EXERCISE REQUIREMENTS: Word for word, please restate the line containing "one marker per instance, written like [107,154]" and all the lines that follow it to the end of the data.

◆ ◆ ◆

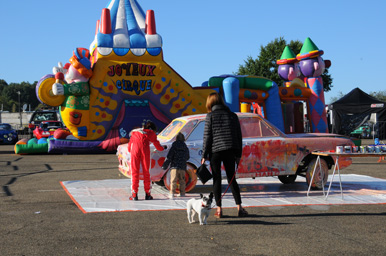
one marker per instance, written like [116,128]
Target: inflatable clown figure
[312,67]
[76,90]
[288,68]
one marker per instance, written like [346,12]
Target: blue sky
[205,38]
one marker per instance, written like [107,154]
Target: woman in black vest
[222,143]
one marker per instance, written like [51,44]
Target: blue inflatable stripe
[140,8]
[105,40]
[113,14]
[121,51]
[154,51]
[137,38]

◆ ◆ ◆

EXERCISE OUTPUT:
one marker per instance, written like [107,154]
Target: woman in black vest
[222,143]
one marker per instance, written like [51,44]
Target: blue inflatable stripe
[140,8]
[105,40]
[113,14]
[121,51]
[154,51]
[137,38]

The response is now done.